• [What to work on]:
Set all the entries down once more, with nothing altered.

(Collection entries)
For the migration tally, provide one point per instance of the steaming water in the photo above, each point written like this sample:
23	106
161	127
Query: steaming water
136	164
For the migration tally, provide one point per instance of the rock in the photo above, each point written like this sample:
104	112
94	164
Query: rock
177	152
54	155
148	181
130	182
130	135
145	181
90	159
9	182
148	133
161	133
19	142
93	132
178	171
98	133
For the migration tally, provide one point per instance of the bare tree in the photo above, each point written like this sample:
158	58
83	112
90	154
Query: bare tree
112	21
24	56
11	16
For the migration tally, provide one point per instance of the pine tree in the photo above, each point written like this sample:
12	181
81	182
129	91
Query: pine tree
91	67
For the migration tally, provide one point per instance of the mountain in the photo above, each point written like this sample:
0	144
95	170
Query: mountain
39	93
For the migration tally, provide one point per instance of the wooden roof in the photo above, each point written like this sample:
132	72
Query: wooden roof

• [Written answer]:
For the migration tally, provide one point per instance of the steaming water in the photo above, each point written like this sample:
23	106
161	127
Query: steaming water
136	164
For the migration tally, provide one point per instance of the rock in the photo above, each point written like this sample:
104	112
94	164
Query: rock
177	152
54	155
148	181
130	182
130	135
145	181
90	159
9	182
148	133
161	133
19	142
93	132
178	171
98	133
For the migration tally, provide one point per instance of the bare tree in the photo above, each point written like this sample:
158	58
83	112
90	154
Query: bare tree
112	21
24	56
11	16
For the migration tally, provide one point per instance of the pine tree in the photo above, each point written like this sample:
12	181
81	182
129	91
Query: pine tree
91	67
For the migration tally, provide one point per instance of the mountain in the photo above, each point written like this sample:
0	144
95	170
Query: mountain
39	93
For the migration tally, provide one point per instance of the wooden roof in the photo above, each point written like this sample:
132	72
Query: wooden roof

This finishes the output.